(読解用抜粋)

以前の記事に続き、「建設工事の許可」についてまとめていきます。
今回は、建設業許可要件の誠実性についてです。

建設業許可を取るための、
”ヒト”の要件として「誠実性」が求められています。

社会人として当たり前のことだと思いますが、
建設業法には以下のように明確に規定されています。

建設業法7条3号
 (略)請負契約に関して不正又は不誠実な行為をするおそれが明らかな者でないこと

建設業の業界特有として、
「契約~完成まで期間が長いこと」
「1件あたりの金額が大きいこと」から、
社会に与える影響が大きいといえます。

そこで、許可を受ける者には「誠実性」が不可欠となります。
実際には、「誰の」「どのような行為」を判断基準にしているか、みてきましょう。

誠実性の要件1 ”誰”

許可を受けようとする者が、法人個人かで異なります。
具体的にみていきます。

■法人
 当該法人 または その役員等 もしくは政令で定める使用人
※役員には、非常勤役員も含みます。
※使用人とは、支配人・支店長など請負契約を締結する代表者のことです。

■個人
 許可を受けようとする者本人または政令で定める使用人

誠実性の要件2 ”どのような行為”

法律に記載してある、不正不誠実に分けてご説明します。
≪国土交通省の事務ガイドライン参照≫

■不正な行為
請負契約の締結また履行の際、
詐欺・脅迫・横領等の法律違反をする行為

刑事罰となるような、
そもそも法律違反となる行為のことをいいます。

(データ記録)
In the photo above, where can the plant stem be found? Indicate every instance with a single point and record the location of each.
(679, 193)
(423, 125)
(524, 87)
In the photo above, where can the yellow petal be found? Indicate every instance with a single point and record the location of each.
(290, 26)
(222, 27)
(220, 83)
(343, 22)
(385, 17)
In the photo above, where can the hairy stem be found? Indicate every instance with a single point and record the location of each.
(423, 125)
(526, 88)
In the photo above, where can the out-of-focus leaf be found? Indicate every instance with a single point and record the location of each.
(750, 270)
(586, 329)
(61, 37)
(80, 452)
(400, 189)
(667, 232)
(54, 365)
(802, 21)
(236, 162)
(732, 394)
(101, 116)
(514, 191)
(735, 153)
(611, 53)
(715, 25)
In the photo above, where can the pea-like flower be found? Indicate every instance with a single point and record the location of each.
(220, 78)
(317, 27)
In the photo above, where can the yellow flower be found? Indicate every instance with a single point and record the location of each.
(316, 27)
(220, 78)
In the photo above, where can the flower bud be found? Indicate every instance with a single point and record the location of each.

* * *

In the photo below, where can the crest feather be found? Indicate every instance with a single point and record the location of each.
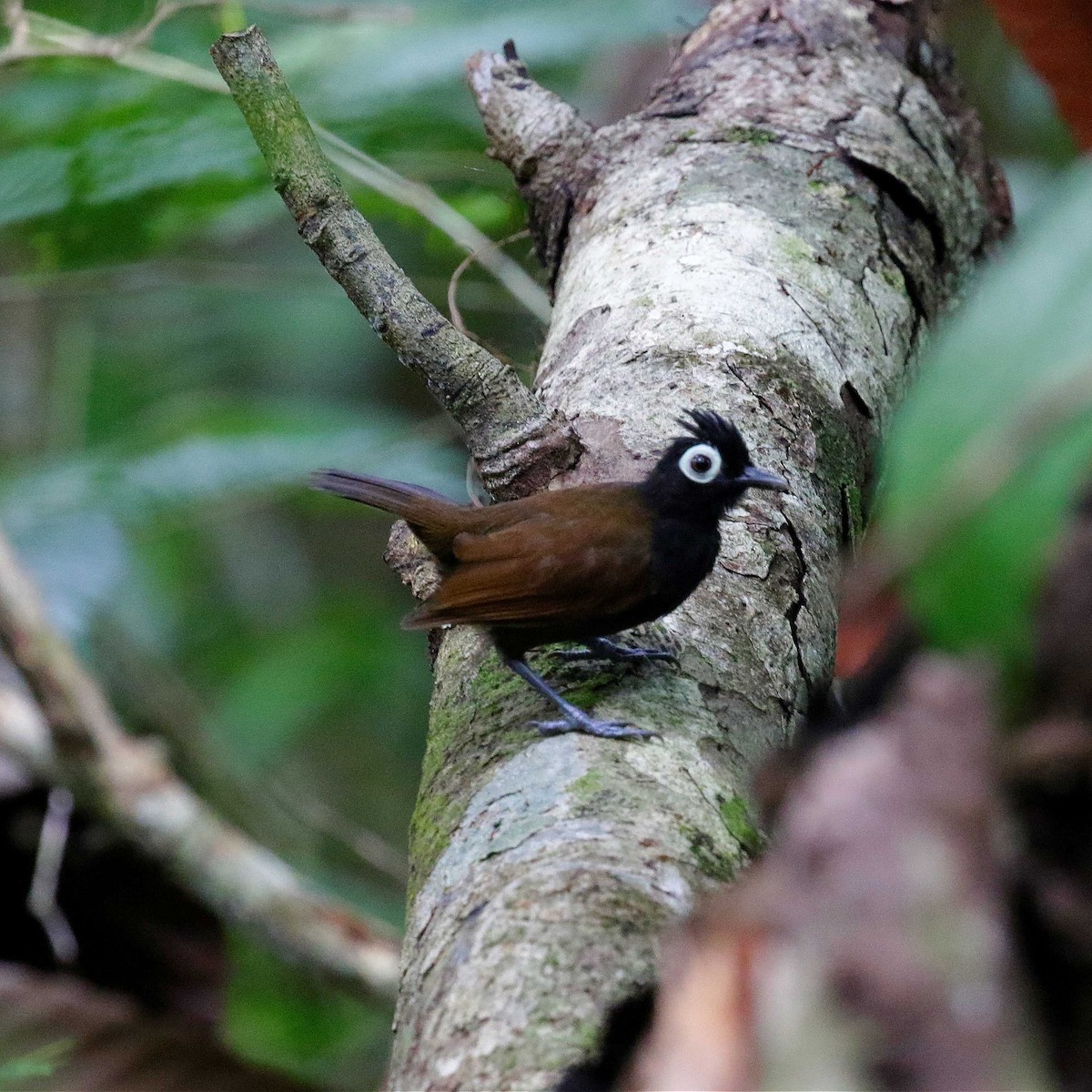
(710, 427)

(作業要件)
1. レコードのうち、「In the photo above, where can the plant」を含む行から「In the photo above, where can the flower」を含む行までを、その両端の行も含めて一字も変えずに書き写してください。
2. 建設業許可の誠実性要件を説明した文章を、最後に示された文の続きから書き進めてください。

(想定解答)
1.
In the photo above, where can the plant stem be found? Indicate every instance with a single point and record the location of each.
(679, 193)
(423, 125)
(524, 87)
In the photo above, where can the yellow petal be found? Indicate every instance with a single point and record the location of each.
(290, 26)
(222, 27)
(220, 83)
(343, 22)
(385, 17)
In the photo above, where can the hairy stem be found? Indicate every instance with a single point and record the location of each.
(423, 125)
(526, 88)
In the photo above, where can the out-of-focus leaf be found? Indicate every instance with a single point and record the location of each.
(750, 270)
(586, 329)
(61, 37)
(80, 452)
(400, 189)
(667, 232)
(54, 365)
(802, 21)
(236, 162)
(732, 394)
(101, 116)
(514, 191)
(735, 153)
(611, 53)
(715, 25)
In the photo above, where can the pea-like flower be found? Indicate every instance with a single point and record the location of each.
(220, 78)
(317, 27)
In the photo above, where can the yellow flower be found? Indicate every instance with a single point and record the location of each.
(316, 27)
(220, 78)
In the photo above, where can the flower bud be found? Indicate every instance with a single point and record the location of each.

2.
■不誠実な行為
工事の内容・工期・天災などの不可抗力による損害負担において、請負契約に違反する行為

ルール違反となるような、
契約内容に違反する行為のことをいいます。

普段からの心がけ

誠実性の要件をみてきましたが、
誠実かどうかを確認するというのは、
主観的な判断も入り非常に難しいといえます。

過去の判決(=国の見解)でも言及をしているように、
総合的な判断となります。

「申請書及びその添付書類の記載やそれまでに判明した事実から」
(東京高判平成21年12月17日判夕1319号65貢)

普段から、
・適正な請負契約の締結・適正な施工ができる社内体制を整備
・コンプライアンスを徹底する意識を役員間で共有
・会社全体で共有する など
心がけが必要となります。

まとめ

建設業許可の要件には、不正・不誠実な行為をしない「誠実性」が求められているので、普段から会社全体でコンプライアンス徹底が必要となる。